----- DATA TO USE -----
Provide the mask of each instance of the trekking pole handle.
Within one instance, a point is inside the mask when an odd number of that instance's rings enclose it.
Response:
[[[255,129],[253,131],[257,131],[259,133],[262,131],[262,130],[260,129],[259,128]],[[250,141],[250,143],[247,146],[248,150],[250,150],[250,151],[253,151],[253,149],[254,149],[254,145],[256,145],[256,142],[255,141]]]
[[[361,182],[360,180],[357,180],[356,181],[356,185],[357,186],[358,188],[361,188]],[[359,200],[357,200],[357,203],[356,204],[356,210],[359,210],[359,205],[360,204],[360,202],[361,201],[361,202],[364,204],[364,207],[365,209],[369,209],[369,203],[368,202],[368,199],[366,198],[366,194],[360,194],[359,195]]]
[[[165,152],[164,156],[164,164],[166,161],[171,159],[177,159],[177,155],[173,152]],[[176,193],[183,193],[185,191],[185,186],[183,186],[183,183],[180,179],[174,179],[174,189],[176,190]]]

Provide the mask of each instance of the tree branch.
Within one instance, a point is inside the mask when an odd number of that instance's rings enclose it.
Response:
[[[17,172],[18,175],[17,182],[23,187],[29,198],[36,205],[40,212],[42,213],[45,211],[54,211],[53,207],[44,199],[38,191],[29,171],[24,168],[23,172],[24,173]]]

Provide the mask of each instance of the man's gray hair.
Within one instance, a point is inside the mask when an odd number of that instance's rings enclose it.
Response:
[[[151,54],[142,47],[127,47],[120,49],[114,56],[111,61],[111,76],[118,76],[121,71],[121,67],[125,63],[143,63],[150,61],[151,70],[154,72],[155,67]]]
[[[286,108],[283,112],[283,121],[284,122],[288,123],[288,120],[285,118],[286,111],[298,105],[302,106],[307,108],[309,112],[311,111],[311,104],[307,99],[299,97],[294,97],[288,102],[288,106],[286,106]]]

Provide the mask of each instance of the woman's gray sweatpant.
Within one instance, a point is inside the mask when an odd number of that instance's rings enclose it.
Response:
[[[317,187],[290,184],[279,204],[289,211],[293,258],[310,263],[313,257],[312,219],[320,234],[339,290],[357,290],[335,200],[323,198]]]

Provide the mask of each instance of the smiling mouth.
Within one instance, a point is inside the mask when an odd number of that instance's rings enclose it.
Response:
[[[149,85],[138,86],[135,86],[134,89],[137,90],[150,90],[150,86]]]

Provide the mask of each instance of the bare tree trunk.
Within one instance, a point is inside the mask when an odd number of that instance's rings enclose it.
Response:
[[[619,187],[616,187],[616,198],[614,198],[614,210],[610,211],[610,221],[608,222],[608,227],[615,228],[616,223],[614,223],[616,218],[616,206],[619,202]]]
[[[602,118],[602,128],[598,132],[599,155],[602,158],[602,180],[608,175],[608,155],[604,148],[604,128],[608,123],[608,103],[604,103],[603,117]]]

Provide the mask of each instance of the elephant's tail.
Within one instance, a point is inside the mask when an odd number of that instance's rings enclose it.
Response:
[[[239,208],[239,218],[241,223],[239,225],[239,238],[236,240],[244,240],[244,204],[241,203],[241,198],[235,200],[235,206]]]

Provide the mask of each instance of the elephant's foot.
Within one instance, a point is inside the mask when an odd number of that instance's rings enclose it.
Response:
-----
**DESCRIPTION OF THE TASK:**
Please copy the lines verbatim, from the line with "Provide the mask of each instance of the elephant's tail." up to and including the last line.

**THE COMPLETED TASK:**
Provide the mask of each instance of the elephant's tail.
Within one instance, a point is inside the mask when an odd number of that instance's rings enclose it.
Response:
[[[239,208],[239,218],[241,223],[239,225],[239,238],[236,240],[244,240],[244,204],[241,203],[241,198],[235,200],[235,206]]]

Provide the mask of each instance of the elephant's foot.
Within one instance, a point is inside the mask when an odd number of that instance's rings enclose it.
Response:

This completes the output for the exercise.